_What you will do_
Repeat word for word everything from the start of the records down to and including the line that contains "[[[28,61],[26,59],[22,59],[22,64],[26,64]]]". Leave the pictures out.
******************************
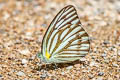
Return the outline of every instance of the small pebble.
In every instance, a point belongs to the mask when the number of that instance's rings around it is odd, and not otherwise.
[[[119,65],[118,65],[117,63],[112,63],[112,65],[113,65],[114,67],[119,67]]]
[[[72,69],[73,68],[73,66],[68,66],[66,69]]]
[[[0,77],[2,77],[2,75],[0,75]]]
[[[30,53],[30,51],[28,49],[19,50],[19,52],[23,55],[28,55]]]
[[[89,77],[90,79],[92,79],[92,78],[94,77],[94,75],[88,74],[88,77]]]
[[[98,77],[96,80],[104,80],[103,77]]]
[[[28,61],[26,59],[22,59],[22,64],[26,64]]]
[[[98,73],[98,76],[103,76],[104,75],[104,72],[99,72]]]
[[[110,44],[110,42],[106,40],[106,41],[103,42],[103,44],[105,44],[105,45]]]
[[[61,72],[61,74],[62,74],[62,75],[64,75],[64,74],[65,74],[65,72]]]
[[[22,72],[22,71],[19,71],[19,72],[17,72],[16,74],[17,74],[18,76],[25,76],[24,72]]]
[[[120,56],[120,50],[118,50],[118,56]]]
******************************
_The output_
Return the outline of every instance of the small pebble.
In every instance, a point belongs to the mask when the number of that instance's rings around it is odd, and not otherwise.
[[[119,65],[118,65],[117,63],[112,63],[112,65],[113,65],[114,67],[119,67]]]
[[[72,69],[73,68],[73,66],[68,66],[66,69]]]
[[[0,77],[2,77],[2,75],[0,75]]]
[[[30,53],[30,51],[28,49],[19,50],[19,52],[23,55],[28,55]]]
[[[89,77],[90,79],[92,79],[92,78],[94,77],[94,75],[88,74],[88,77]]]
[[[98,77],[96,80],[104,80],[103,77]]]
[[[28,61],[26,59],[22,59],[22,64],[26,64]]]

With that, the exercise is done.